Work required: Reproduce, word for word, the stretch of the listing below that runs from the line containing "For an urgent annotation task, I need the blurred" through the end of the listing.

Records from a dataset:
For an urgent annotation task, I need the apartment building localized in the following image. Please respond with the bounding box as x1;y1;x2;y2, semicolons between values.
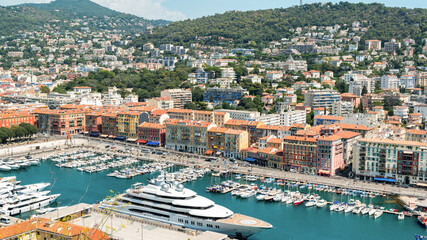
160;89;193;108
283;136;317;174
381;75;399;89
207;127;248;159
213;109;260;120
405;129;427;142
166;120;217;154
101;112;117;136
0;111;36;128
38;109;85;136
224;119;263;146
203;87;246;103
353;138;427;184
138;122;166;145
117;111;142;141
147;97;174;110
304;89;341;108
317;135;344;176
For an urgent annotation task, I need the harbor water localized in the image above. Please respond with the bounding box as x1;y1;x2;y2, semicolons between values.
0;161;427;240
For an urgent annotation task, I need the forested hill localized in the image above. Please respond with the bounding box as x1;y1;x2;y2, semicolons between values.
137;2;427;45
0;0;169;36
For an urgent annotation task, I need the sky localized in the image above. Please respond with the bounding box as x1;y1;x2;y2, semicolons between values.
0;0;427;21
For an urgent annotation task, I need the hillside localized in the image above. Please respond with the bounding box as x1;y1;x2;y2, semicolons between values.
138;2;427;45
24;0;121;17
0;0;169;36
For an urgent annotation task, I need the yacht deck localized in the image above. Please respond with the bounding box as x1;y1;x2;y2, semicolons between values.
217;214;272;228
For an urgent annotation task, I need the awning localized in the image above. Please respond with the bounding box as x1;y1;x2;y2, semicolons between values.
374;178;396;182
146;141;159;146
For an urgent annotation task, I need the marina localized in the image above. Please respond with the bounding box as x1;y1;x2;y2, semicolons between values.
1;148;425;240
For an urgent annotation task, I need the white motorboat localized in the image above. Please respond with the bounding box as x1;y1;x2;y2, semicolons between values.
100;172;272;238
0;165;12;172
374;209;384;218
316;199;328;208
368;208;377;216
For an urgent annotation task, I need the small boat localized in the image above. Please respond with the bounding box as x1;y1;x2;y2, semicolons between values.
0;165;12;172
374;209;384;219
256;194;266;201
418;216;427;228
360;207;370;215
305;200;317;207
316;199;328;207
294;198;304;206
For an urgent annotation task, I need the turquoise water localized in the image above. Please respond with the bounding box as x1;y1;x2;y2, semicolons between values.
0;161;427;240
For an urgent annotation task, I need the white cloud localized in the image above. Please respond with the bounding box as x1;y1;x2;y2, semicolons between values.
92;0;187;20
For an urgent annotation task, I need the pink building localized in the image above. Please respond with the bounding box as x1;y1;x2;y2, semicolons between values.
317;135;344;176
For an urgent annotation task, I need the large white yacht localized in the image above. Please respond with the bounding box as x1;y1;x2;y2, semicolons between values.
100;173;272;238
0;191;61;216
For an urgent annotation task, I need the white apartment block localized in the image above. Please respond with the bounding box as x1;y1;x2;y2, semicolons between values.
160;89;192;108
332;102;354;117
280;110;307;126
393;106;409;119
381;75;399;89
353;138;427;184
213;109;260;120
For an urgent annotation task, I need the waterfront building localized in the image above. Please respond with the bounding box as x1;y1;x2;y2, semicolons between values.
138;122;166;145
224;119;263;146
213;109;260;122
37;109;85;136
317;135;344;176
117;111;143;141
304;89;341;108
393;106;409;120
85;111;102;133
203;87;246;103
340;93;360;108
283;136;317;174
353;138;427;184
101;112;117;136
0;110;36;128
405;129;427;142
147;97;174;110
0;218;110;240
166;119;217;154
207;127;248;159
148;109;169;124
160;89;192;108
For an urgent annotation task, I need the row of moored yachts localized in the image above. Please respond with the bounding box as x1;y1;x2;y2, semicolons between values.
0;177;60;216
0;158;40;172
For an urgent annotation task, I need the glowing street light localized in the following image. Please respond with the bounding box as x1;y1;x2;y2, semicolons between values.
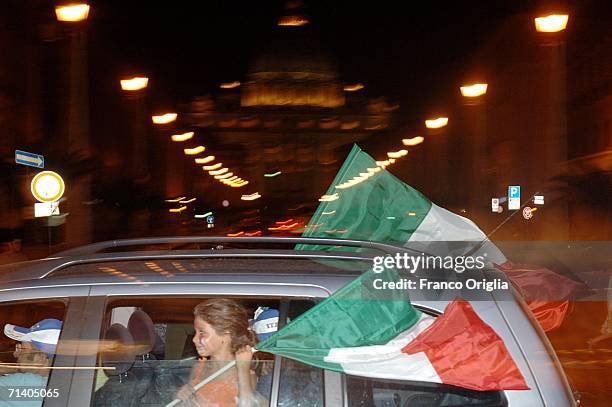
344;83;364;92
208;167;229;175
534;14;569;33
459;83;488;98
151;113;178;124
195;155;215;164
215;172;234;179
220;81;240;89
183;146;206;155
55;3;89;23
402;136;425;146
172;131;193;142
425;117;448;129
202;163;223;171
120;76;149;91
240;192;261;201
387;150;408;158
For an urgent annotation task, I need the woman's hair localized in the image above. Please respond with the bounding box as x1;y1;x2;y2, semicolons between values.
193;298;257;353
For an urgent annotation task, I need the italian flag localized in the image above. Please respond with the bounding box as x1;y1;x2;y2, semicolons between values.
296;145;506;264
257;270;528;391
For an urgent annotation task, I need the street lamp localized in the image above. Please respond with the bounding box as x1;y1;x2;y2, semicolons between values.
120;76;149;92
425;117;448;129
151;113;178;124
55;3;89;23
534;14;569;33
459;83;488;98
402;136;425;146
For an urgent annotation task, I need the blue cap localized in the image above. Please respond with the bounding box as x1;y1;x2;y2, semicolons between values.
252;307;279;341
4;318;62;357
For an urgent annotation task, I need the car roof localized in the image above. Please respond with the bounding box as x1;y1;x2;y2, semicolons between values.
0;237;406;287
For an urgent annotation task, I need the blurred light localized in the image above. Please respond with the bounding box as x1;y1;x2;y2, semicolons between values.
459;83;488;98
534;14;569;33
387;150;408;162
55;3;89;22
425;117;448;129
278;15;309;27
166;196;185;203
268;222;301;231
402;136;425;146
240;192;261;201
195;155;215;164
319;192;340;202
344;83;364;92
151;113;178;124
120;76;149;91
183;146;206;155
172;131;193;141
208;167;229;175
168;205;187;213
221;81;240;89
202;163;223;171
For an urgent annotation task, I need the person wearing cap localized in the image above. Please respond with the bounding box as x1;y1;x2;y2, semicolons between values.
0;318;62;407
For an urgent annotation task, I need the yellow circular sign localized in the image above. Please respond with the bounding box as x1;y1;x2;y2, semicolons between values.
30;171;65;202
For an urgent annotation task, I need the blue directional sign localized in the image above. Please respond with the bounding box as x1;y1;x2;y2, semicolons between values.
15;150;45;168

Worked answer:
For an urgent annotation task, I need the blurred light localized in the image above. Please respond with the bounding box as x1;y1;x2;y2, semicolons between values.
459;83;488;98
534;14;569;33
387;150;408;162
55;3;89;22
425;117;448;129
278;15;309;27
166;196;185;203
268;222;301;231
402;136;425;146
240;192;261;201
195;155;215;164
319;192;340;202
344;83;364;92
151;113;178;124
120;76;149;91
183;146;206;155
172;131;193;141
208;167;229;175
168;205;187;213
221;81;240;89
202;163;223;171
For an urgent annotation task, I need the person wearing cap localized in the image above. Please respond with the bounding box as x1;y1;x2;y2, semicolons between values.
0;318;62;407
For an urgent annotation task, I need the yellow circular sign localized in the image above. Please respond with the bounding box as x1;y1;x2;y2, semicolons between values.
30;171;65;202
For an urgent annotation task, I need the blue directional sign localized in the image above. Please respond with the bounding box as x1;y1;x2;y2, semicolons between values.
15;150;45;168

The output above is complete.